Exercise brief:
Filter the items below and copy every line that contains the string "clothing". Case counts.

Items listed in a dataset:

-------

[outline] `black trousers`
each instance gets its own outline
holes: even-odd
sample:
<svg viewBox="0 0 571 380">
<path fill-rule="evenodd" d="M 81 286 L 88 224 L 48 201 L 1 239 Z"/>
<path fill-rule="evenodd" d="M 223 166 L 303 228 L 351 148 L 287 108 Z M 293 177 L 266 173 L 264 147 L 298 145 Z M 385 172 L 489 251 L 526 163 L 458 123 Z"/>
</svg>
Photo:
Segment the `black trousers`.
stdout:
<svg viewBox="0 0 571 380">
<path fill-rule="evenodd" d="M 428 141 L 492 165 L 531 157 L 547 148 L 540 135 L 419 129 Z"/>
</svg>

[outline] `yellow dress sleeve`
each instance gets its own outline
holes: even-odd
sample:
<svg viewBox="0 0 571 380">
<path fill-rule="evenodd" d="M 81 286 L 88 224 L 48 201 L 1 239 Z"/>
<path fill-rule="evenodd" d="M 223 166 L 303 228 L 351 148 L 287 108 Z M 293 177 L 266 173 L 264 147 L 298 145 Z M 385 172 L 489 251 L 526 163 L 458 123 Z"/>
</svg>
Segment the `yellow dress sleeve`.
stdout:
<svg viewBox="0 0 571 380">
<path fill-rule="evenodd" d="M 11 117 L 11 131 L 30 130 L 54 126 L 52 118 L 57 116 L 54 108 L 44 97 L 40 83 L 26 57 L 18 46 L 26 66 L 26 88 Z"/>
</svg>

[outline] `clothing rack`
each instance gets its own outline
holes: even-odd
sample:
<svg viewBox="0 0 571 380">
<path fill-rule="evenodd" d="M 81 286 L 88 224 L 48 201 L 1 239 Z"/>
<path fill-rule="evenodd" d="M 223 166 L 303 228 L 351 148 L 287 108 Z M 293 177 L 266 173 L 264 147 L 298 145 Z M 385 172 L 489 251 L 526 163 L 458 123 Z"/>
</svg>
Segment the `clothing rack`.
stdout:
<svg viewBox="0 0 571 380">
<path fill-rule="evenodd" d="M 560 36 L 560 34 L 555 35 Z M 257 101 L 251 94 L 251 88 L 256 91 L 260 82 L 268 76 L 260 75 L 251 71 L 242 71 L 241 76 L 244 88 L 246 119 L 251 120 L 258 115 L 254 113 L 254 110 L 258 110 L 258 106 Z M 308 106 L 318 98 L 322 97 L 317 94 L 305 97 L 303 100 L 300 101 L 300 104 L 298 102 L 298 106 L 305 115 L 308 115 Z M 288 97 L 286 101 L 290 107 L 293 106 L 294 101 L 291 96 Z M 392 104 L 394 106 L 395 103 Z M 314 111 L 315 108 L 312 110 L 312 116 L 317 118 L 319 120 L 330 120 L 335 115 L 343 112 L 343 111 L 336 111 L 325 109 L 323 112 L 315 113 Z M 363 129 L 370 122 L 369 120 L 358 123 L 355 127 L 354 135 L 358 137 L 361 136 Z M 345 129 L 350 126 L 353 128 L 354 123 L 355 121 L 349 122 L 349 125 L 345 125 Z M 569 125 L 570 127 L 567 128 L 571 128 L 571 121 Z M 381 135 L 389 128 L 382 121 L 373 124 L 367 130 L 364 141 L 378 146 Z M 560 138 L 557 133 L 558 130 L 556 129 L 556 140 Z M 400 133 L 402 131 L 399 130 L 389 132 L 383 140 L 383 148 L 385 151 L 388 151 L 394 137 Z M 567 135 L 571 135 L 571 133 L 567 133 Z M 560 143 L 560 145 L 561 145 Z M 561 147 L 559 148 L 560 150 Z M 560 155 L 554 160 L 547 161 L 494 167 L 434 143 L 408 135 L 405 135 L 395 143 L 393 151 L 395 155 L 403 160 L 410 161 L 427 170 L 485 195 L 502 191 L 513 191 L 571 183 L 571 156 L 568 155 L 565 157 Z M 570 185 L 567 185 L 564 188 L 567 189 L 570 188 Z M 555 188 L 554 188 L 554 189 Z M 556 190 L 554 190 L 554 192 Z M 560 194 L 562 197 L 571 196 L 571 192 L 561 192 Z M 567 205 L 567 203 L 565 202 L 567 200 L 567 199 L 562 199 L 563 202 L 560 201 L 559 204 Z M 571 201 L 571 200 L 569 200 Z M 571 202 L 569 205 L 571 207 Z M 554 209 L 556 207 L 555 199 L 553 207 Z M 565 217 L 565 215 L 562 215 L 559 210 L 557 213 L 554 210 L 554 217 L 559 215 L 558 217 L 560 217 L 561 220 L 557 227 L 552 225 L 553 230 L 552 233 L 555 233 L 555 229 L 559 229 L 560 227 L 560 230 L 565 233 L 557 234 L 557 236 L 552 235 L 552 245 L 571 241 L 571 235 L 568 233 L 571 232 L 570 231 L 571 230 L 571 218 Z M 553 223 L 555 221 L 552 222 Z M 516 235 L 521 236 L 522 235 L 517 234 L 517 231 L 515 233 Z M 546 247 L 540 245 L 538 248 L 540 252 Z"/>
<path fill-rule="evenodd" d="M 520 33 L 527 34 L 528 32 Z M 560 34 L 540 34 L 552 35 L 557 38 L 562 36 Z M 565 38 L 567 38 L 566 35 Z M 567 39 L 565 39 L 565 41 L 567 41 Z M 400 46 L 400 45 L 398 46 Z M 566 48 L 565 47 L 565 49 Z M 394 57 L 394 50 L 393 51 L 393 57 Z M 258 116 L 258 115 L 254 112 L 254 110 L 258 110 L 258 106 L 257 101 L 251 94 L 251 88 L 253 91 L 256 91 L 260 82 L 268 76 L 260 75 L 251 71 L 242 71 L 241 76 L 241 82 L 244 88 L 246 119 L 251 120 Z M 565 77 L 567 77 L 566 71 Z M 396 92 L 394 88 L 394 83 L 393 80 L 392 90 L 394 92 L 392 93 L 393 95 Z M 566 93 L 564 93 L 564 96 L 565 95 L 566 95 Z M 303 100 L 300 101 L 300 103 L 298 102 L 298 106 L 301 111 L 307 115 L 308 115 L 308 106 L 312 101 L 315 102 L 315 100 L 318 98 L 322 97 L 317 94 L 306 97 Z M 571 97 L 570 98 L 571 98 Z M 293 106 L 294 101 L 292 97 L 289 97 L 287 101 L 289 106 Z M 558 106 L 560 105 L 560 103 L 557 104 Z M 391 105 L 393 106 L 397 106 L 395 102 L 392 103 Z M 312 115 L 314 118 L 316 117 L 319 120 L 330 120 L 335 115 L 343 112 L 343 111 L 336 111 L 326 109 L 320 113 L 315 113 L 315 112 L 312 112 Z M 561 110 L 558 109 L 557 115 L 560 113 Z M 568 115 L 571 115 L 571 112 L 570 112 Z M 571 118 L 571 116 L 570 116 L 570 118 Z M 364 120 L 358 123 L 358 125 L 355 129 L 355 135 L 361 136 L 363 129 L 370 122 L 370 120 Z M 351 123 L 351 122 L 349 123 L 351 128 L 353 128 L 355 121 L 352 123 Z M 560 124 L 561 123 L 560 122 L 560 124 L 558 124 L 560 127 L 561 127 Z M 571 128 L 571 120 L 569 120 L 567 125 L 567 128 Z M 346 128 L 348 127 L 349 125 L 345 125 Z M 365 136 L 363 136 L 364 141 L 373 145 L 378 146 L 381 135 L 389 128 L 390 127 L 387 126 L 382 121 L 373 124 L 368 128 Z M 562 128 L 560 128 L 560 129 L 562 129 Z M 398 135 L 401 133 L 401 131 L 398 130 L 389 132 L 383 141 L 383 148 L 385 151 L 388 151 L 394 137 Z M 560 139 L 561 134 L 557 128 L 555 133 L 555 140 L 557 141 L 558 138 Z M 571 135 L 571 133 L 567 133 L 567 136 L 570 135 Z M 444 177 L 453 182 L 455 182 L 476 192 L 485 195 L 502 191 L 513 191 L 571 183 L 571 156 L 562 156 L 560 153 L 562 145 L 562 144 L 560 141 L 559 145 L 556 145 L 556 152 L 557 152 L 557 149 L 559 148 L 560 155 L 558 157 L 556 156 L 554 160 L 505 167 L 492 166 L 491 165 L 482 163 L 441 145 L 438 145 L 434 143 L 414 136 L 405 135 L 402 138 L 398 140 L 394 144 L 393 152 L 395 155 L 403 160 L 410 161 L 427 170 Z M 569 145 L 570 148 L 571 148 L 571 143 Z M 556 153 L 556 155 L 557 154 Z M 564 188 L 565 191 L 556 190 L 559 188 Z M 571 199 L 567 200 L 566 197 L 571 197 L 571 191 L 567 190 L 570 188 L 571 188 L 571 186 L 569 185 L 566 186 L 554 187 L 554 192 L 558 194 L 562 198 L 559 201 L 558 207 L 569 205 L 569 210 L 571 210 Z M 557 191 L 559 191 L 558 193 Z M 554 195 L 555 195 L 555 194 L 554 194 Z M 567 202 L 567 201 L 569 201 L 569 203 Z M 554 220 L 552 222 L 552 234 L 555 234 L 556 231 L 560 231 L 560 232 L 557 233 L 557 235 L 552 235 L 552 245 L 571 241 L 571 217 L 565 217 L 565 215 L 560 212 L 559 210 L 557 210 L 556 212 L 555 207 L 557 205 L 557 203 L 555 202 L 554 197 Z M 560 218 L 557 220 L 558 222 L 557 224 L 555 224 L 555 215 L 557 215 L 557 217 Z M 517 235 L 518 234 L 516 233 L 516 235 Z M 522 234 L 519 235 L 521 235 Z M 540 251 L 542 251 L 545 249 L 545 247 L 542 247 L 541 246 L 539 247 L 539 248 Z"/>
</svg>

-------

Answer to this task:
[outline] `clothing rack`
Segment the `clothing rack`.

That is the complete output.